__Excerpted passage__.
In February 1989 the air in the Muslim world was hot and virulent. Salman Rushdie’s The Satanic Verses had stirred a hornets’ nest. How could Aligarh Muslim University (AMU) have sidestepped the novel? Even someone like Mansoor Ali Khan Pataudi speaking at the campus at a sports event touched upon it. He condemned Rushdie for trampling upon religious sentiments. Unsurprisingly his remarks received a thunderous ovation from the large gathering. Urdu poet Shaharyar, Marxist critic KP Singh, journalist Rahat Abrar, and many in the university agreed that freedom of expression shouldn’t be abused to hurt religious sentiments. Others like former student union secretary Salim Peerzada supported Ayatollah Khomeini’s extreme stance.
Are the instances like AMU students and faculties assailing ‘Verses’ in 1989 a political history or a social history? A social history of our educational institutions is elusive. We haven’t studied ordinary people’s daily lives on campus, including their social, economic, and cultural interactions. Everyday life on a university campus includes classrooms, caste and class conflicts, power struggles between the Vice-Chancellor and departments, student politics, corruption in appointments and infrastructure, teaching and non-teaching staff, canteens and cafes, discussions, dissent, and more.

(Location annotation dataset excerpts)
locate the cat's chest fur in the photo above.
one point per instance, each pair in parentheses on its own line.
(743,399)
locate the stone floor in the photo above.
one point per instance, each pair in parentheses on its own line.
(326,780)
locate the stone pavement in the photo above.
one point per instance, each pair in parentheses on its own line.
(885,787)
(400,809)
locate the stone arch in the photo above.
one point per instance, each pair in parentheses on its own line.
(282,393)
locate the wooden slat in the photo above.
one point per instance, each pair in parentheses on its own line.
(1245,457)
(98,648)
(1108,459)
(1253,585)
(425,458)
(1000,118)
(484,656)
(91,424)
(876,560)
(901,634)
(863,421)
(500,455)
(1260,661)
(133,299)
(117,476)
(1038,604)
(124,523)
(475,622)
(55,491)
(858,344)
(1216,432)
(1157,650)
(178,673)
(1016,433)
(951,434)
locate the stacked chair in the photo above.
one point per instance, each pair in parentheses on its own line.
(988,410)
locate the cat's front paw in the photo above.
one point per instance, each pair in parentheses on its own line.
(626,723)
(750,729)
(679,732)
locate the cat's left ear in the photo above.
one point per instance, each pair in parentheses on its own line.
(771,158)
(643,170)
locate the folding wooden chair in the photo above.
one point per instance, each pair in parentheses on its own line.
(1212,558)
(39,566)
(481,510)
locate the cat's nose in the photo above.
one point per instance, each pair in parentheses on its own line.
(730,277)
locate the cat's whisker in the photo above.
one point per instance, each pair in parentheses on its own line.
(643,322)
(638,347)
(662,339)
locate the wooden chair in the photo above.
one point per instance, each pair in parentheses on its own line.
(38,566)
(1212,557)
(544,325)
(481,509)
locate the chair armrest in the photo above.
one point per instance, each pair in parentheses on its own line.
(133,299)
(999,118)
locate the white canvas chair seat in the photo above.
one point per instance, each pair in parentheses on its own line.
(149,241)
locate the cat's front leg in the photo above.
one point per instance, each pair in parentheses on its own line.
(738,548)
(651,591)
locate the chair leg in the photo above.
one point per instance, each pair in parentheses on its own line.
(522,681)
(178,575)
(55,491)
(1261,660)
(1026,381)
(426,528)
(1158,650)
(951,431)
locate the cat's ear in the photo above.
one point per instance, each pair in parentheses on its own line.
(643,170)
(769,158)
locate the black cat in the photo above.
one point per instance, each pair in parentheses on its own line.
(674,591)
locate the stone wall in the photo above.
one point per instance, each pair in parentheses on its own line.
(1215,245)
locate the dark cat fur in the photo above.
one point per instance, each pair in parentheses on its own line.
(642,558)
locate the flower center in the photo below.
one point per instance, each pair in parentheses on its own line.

__Required work__.
• A. In the passage about Aligarh Muslim University, who condemned Rushdie while speaking at a campus sports event?
• B. Turn everything in the listing from the line containing "locate the stone wall in the photo above." down to the end of the listing into a JSON list of strings, one string per line, leaving out blank lines.

__Responses by task__.
• A. Mansoor Ali Khan Pataudi.

• B.
[
  "locate the stone wall in the photo above.",
  "one point per instance, each pair in parentheses on its own line.",
  "(1215,245)",
  "locate the dark cat fur in the photo above.",
  "one point per instance, each pair in parentheses on its own line.",
  "(642,558)",
  "locate the flower center in the photo below.",
  "one point per instance, each pair in parentheses on its own line."
]